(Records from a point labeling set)
====================
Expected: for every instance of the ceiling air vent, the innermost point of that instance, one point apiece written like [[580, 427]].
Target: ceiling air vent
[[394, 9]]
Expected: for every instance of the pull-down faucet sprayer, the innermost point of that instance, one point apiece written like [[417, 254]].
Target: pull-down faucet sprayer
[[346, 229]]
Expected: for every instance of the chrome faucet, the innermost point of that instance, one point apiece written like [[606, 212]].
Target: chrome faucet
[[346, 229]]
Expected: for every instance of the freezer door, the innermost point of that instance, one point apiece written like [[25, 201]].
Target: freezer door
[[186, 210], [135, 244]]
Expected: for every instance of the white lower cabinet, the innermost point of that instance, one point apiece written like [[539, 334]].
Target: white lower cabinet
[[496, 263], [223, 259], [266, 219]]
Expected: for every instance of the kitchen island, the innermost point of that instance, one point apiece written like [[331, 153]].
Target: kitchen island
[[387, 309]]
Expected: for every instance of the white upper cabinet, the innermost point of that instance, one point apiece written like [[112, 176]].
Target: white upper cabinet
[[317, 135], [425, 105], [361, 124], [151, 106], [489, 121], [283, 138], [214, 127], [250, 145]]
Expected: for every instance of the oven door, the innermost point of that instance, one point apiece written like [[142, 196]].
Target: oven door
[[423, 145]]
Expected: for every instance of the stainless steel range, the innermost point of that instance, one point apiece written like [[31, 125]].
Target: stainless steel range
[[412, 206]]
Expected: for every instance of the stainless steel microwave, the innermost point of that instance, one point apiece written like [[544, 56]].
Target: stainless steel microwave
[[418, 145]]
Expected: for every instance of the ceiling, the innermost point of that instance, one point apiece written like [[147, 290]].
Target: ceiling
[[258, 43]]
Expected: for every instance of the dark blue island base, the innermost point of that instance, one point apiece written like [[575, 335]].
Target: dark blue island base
====================
● Task details: Output exactly the lines between the one containing "Expected: for every instance of the freezer" and the final line above, both inclusive.

● Finished answer:
Expected: for every instance of the freezer door, the innermost point of that instance, one point apiece written like [[25, 201]].
Target: freezer door
[[186, 210], [135, 244]]
Expected: for every instance of the white lower cabinet, the innermost point of that instance, one point apiece written like [[539, 334]].
Target: white lower cabinet
[[496, 263], [223, 259], [266, 219]]
Expected: for every instance of the kitchen island, the innermost point of that instance, one point apiece written like [[331, 153]].
Target: kitchen island
[[387, 309]]
Expected: for every instance of the white upper cabinet, the innermost point of that instance, one point apiece written like [[112, 176]].
Target: white upper cabinet
[[317, 135], [425, 105], [361, 124], [151, 106], [489, 121], [283, 138], [214, 127], [250, 145]]
Expected: for every instance of the oven door, the innermost point of that instance, one point apiece written like [[142, 196]].
Target: oven door
[[423, 145]]
Expected: for every instance of the stainless steel range, the innermost point of that instance, one point apiece written like [[31, 125]].
Target: stainless steel range
[[412, 206]]
Expected: for every instance of the stainless steel microwave, the innermost point of that instance, one point apiece written like [[544, 56]].
Target: stainless steel microwave
[[418, 145]]
Expected: for every instance of the ceiling, the innermost point of that instance, one point apiece written like [[147, 290]].
Target: ceiling
[[258, 43]]
Expected: for every instance of the dark blue island base, the innermost point of that instance, one point apiece written like [[575, 335]].
Target: dark blue island base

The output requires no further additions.